### Passage provided:
►
This pretty pink ice cream pie is totally not my fault.
I mean, how can you look it in the eye and not want to make it? It’s pink! And pretty!
I blame springtime. This time of year, I want to make pretty pink desserts. With rhubarb. And strawberries.
Well, that’s kind of a lie. Because this is the first time I’ve ever actually purchased rhubarb from the store and made something out of it. But, it’s not a complete lie – because I’ve always wanted to.
Just in case you’re unfamiliar, rhubarb is that pinkish-greenish celery-looking stuff that yes, happens to rear its stalky head this time of year. You probably hear that it’s paired with strawberries a lot, in desserts. It’s true. It happens.
It happened here, and I’m quite happy about it. I spied this rhubarb icebox pie in Bon Appétit a while ago, and saved it for this perfect moment. Well, the funny thing is that the moment turned out to be more perfect than I could have imagined.
{Also, I am repeatedly typing the word rhubard – with a “d” at the end. It might have something to do with the 90s dance party I’m having by myself right now. Yeah, it’s Friday night. And wine is involved}
Back to the moment, the perfect moment – it was perfect, really, because one of my best friends who happens to be preggo (!) just happened to have found out that she’s having a girl (!!) 2 days before we had plans to get together (!!!).
So, what better way is there to celebrate a baby girl coming into this world by two wonderful people who are mega-extremely dear to me? A pretty pink pie!
I added strawberries because I happened to have a container of the most gorgeous, juicy strawberries on hand, and I couldn’t bear to leave them out of the fun. I added pecans to the crust, similarly, because I happen to have purchased one of those super-sized bags a while back … I really love me some nuts in my crust. I also opted to increase the ice cream – yes, that’s store-bought ice cream, which makes this pie super-easy to make – and filling so that I could use a springform pan, which I thought would be even prettier.
The crème fraîche (read: French version of sour cream) is probably my favorite part of this recipe, because it takes a simple whipped cream to the next level, and gives the whole dessert such a rich and velvety, almost farmhouse milk-like flavor. I hope you’ll get what that last part means – and if you figure it out, let me know. Because I’m not entirely sure.
Rhubarb-Strawberry Icebox Pie
Adapted from Bon Appétit
Crust:
- 40 gingersnap cookies, ground in a food processor
- 1 cup pecans
- 2 tablespoons brown sugar
- Pinch of kosher salt
- 6 tablespoons unsalted butter, melted
- 1 cup fruity red wine, such as Shiraz
- 1 cup sugar
- 1/2 cup water
- 1 pound fresh rhubarb, stalks cut in half lengthwise and then crosswise into 1 1/2-inch pieces (about 4 cups)
◄
[Part of a data file]
►
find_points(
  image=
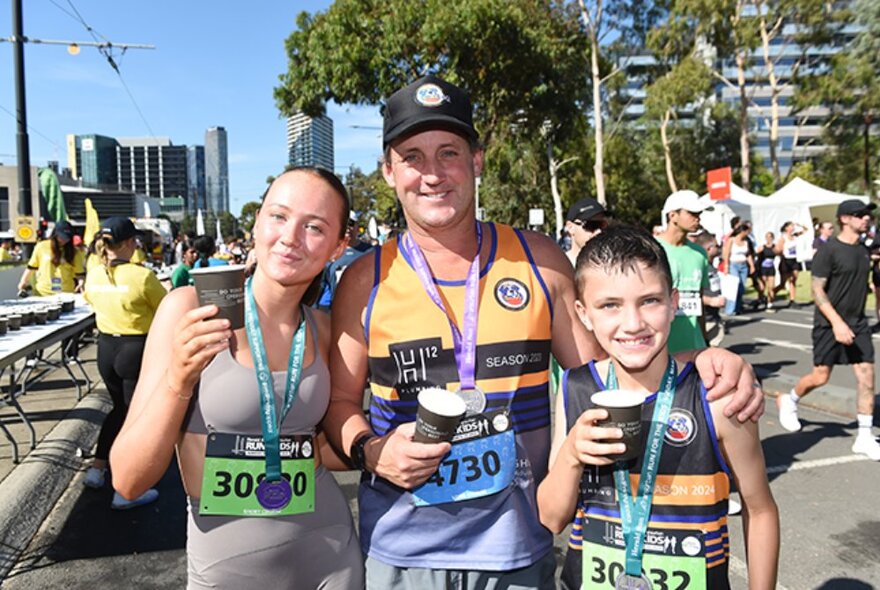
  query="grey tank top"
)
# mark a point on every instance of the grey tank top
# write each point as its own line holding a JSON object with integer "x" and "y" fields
{"x": 228, "y": 399}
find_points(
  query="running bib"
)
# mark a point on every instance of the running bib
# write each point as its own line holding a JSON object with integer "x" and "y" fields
{"x": 235, "y": 465}
{"x": 690, "y": 303}
{"x": 673, "y": 559}
{"x": 482, "y": 461}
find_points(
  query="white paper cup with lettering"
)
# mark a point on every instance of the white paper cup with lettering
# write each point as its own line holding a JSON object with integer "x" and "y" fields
{"x": 440, "y": 411}
{"x": 624, "y": 409}
{"x": 222, "y": 286}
◄
### To be done:
1. Reproduce the listing with "running bib" switched to "race bib" at every occurrence and all else unchanged, leaving the pictures out of the answer.
2. Proceed with the rhubarb-strawberry icebox pie text, picking up immediately after its final line.

### Results:
1.
find_points(
  image=
  query="grey tank top"
)
# mark a point on every instance of the grey tank top
# write each point as its own line holding a JSON object with integer "x" and "y" fields
{"x": 228, "y": 399}
find_points(
  query="race bib"
)
# mark a point on every instance of the race bib
# write each point as its own line holding a JSON object with integer "x" and "y" fields
{"x": 235, "y": 465}
{"x": 690, "y": 303}
{"x": 673, "y": 559}
{"x": 482, "y": 461}
find_points(
  query="white paper cup with lettering"
)
# mark a point on every instance of the white paper cup with lettering
# write each point as its own line holding a JSON object with integer "x" and "y" fields
{"x": 440, "y": 411}
{"x": 624, "y": 409}
{"x": 222, "y": 286}

2.
- 1 pound fresh strawberries, hulled and sliced
- 1 1/2 quarts good vanilla ice cream
- 1/2 cup chilled heavy cream
- 1/4 cup crème fraîche
- 1 heaping tablespoon sugar
Preheat oven to 325 degrees. Process cookie crumbs, pecans, sugar, and salt in a food processor until well incorporated. Transfer mixture to a medium bowl and drizzle butter over; stir to blend. Pour into springform pan. Press crumbs onto bottom and up lower-sides of dish. Bake until crust is deep golden brown, about 15 minutes. Let cool and set aside.
Make the compote: Bring wine, sugar, and water to a boil in a pot, stirring to dissolve sugar. Reduce heat to medium and simmer, stirring often, until syrup measures 1 cup, 20 minutes. Add rhubarb, increase heat to high, and cook, without stirring and swirling pan occasionally, until compote thickens and syrup is slightly reduced, 4-5 minutes. Remove from heat and add strawberries. Place in a bowl and freeze for 10 minutes to chill quickly.
Assemble the pie: Chill bowl and paddle attachment of a stand mixer in freezer. Soften ice cream in the refrigerator for 20 minutes. Spoon ice cream into the chilled bowl and beat with paddle attachment on low speed until smooth. Set 1/2 cup compote aside, add remaining compote to ice cream and mix until evenly incorporated. Spoon the ice cream into cooled crust; smooth top. Freeze until firm, about 2 hours.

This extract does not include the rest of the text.